* **PROBLEM TO SOLVE**
Write out each line below precisely, passing over the pictures.

──────── MATERIAL FOR THIS TASK

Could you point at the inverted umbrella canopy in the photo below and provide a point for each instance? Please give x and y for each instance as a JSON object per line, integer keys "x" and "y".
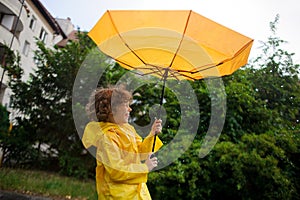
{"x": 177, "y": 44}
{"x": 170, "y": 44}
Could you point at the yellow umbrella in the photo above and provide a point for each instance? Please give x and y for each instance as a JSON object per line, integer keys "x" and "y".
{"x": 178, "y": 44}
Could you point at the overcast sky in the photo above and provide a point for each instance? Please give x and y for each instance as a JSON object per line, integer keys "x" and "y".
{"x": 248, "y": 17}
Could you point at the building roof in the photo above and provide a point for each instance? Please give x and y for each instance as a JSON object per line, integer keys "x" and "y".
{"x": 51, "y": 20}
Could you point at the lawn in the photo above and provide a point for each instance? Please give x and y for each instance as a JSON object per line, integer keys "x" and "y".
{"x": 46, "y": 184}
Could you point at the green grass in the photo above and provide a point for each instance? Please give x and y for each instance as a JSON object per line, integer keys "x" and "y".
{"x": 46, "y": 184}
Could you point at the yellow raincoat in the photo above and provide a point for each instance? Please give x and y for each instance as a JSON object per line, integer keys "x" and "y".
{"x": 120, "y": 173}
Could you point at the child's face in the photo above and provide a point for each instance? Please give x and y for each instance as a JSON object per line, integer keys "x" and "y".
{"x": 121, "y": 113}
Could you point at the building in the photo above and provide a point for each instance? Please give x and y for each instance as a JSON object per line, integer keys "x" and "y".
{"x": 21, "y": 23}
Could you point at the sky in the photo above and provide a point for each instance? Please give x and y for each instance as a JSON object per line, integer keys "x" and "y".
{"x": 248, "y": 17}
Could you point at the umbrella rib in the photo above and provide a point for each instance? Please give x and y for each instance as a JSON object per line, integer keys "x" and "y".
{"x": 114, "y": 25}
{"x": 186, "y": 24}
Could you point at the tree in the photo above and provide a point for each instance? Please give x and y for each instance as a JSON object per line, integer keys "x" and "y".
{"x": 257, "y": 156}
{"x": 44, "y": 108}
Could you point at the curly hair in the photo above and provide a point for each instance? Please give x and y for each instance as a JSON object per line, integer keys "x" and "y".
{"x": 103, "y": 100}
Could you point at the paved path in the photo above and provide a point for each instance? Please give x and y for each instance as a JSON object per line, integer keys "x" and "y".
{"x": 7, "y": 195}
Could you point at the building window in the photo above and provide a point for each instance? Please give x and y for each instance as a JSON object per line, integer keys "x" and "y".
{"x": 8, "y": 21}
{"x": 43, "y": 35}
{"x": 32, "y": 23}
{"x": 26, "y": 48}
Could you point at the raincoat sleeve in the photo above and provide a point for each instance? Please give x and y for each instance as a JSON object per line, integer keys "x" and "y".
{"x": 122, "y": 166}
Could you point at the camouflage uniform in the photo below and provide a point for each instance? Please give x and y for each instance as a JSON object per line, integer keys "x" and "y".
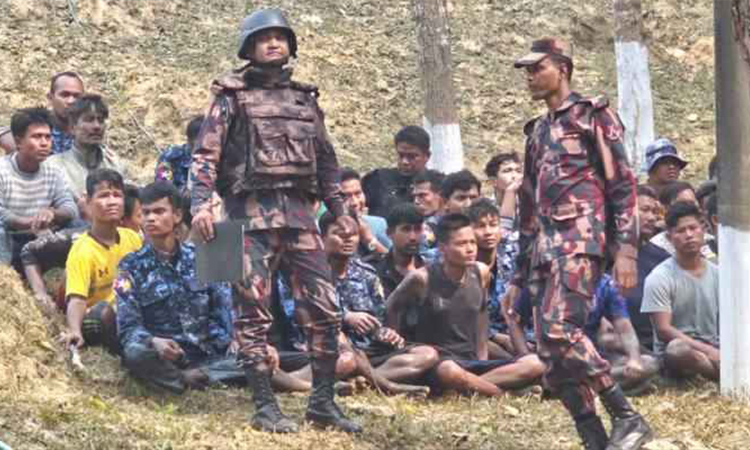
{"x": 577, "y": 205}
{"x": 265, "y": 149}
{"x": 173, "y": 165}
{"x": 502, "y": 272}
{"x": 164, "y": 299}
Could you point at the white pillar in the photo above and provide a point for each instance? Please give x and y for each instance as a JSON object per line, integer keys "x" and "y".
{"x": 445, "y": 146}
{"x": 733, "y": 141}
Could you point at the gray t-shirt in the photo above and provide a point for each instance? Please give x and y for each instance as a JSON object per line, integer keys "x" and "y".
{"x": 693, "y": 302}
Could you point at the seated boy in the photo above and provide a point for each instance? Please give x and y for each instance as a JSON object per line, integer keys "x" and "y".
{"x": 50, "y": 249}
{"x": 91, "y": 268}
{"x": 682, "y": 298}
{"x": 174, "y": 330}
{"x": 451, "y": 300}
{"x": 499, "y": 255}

────────────────

* **SOLVED PROBLEM**
Could you point at the inverted umbrella canopy in the photo below and provide a point for each instance? Please give x and y for each instance as a JSON object per line, integer keys "x" and "y".
{"x": 177, "y": 44}
{"x": 170, "y": 44}
Could you point at the yellow umbrella in the photo above and provide a point for each instance? Please give x and y for each instance as a JSON object per line, integer keys "x" and "y".
{"x": 178, "y": 44}
Could you point at the overcast sky in the photo above and provide a point for each instance? Please give x and y for each instance as a JSON object per line, integer keys "x" and "y".
{"x": 248, "y": 17}
Could you point at the building roof in the photo above and provide a point for each instance? Please give x and y for each instance as a JSON object per line, integer keys "x" and "y".
{"x": 51, "y": 20}
Could you point at the lawn in the photo above and provide a point for each instance? Please give x and y for each instance as a JSON object per line, integer keys "x" and "y".
{"x": 46, "y": 184}
Could you point at the green grass in the photo above and provide a point for each instance? Please give x and y for each instance as a JSON object per line, integer keys "x" and "y".
{"x": 46, "y": 184}
Could you point at the yellow raincoat in the photo above and provide a point for each instance? Please give x and y for each instance as a JSON object per line, integer keys "x" and "y".
{"x": 120, "y": 173}
Could you point at the child's face in the photo above and provide a point for each instance? Please give x and y for each instance as a JSON object per line, integer keys "x" and "y".
{"x": 121, "y": 113}
Could you point at the building in the photo above and provide a point for each instance? Please give x and y for each instance as a JSON object per line, integer keys "x" and "y".
{"x": 21, "y": 23}
Could you point at the sky in the photo above and provide a point for each instance? Please give x and y for each instance as a JSON object per line, integer keys "x" and "y".
{"x": 248, "y": 17}
Could you point at the umbrella rib in the photo above and provide a point for each instance? Please give x and y for each instance as a JSON object per line, integer keys "x" and "y".
{"x": 114, "y": 25}
{"x": 186, "y": 24}
Could you point at the tree in the photo above and provide a point for each instance? Please give x and y for each instance as a JSON object per line, integer keys "x" and "y".
{"x": 257, "y": 156}
{"x": 44, "y": 108}
Could you point at the curly hair in the photo above and provide a point for each instance? Please give x and y for each instance as a JSON object per line, integer keys "x" and "y".
{"x": 103, "y": 100}
Could you point at the paved path in the photo above and provide a point for each instance? Please give x and y for each instance as a JSON object per line, integer keys "x" and "y".
{"x": 7, "y": 195}
Could you point at the building window in the photo above and provide a point for each instance? Please give x and y for each instance as a JSON object per line, integer keys "x" and "y".
{"x": 8, "y": 21}
{"x": 43, "y": 35}
{"x": 32, "y": 23}
{"x": 26, "y": 48}
Could you point at the raincoat sleeve in the photo above and provide a point for each instance? Please give x and y for each instance as a JSON object per line, integer keys "x" and "y".
{"x": 122, "y": 166}
Could you point at the camouflage uniform in the photo below and provide a point for each instance? Please give x and y for each instance as a JSON object per line, integer keys "x" and "y".
{"x": 577, "y": 205}
{"x": 265, "y": 149}
{"x": 173, "y": 165}
{"x": 502, "y": 272}
{"x": 164, "y": 299}
Could you point at the white pillar in the photo above and provide a point for each instance? Please give x and y for each instance as a JSON object per line, integer keys "x" and "y".
{"x": 445, "y": 146}
{"x": 733, "y": 141}
Could you point at the gray t-shirt in the photo above and provide a point for each instance? Please give x and y for each instance as a JSON object per line, integer keys "x" and "y".
{"x": 693, "y": 302}
Could you point at the seated boy in the photo above and provide a point for each instance? Please give x and y for each instance as a JSON object per line, integer keys "x" and "y".
{"x": 50, "y": 249}
{"x": 91, "y": 268}
{"x": 682, "y": 298}
{"x": 174, "y": 330}
{"x": 451, "y": 300}
{"x": 499, "y": 255}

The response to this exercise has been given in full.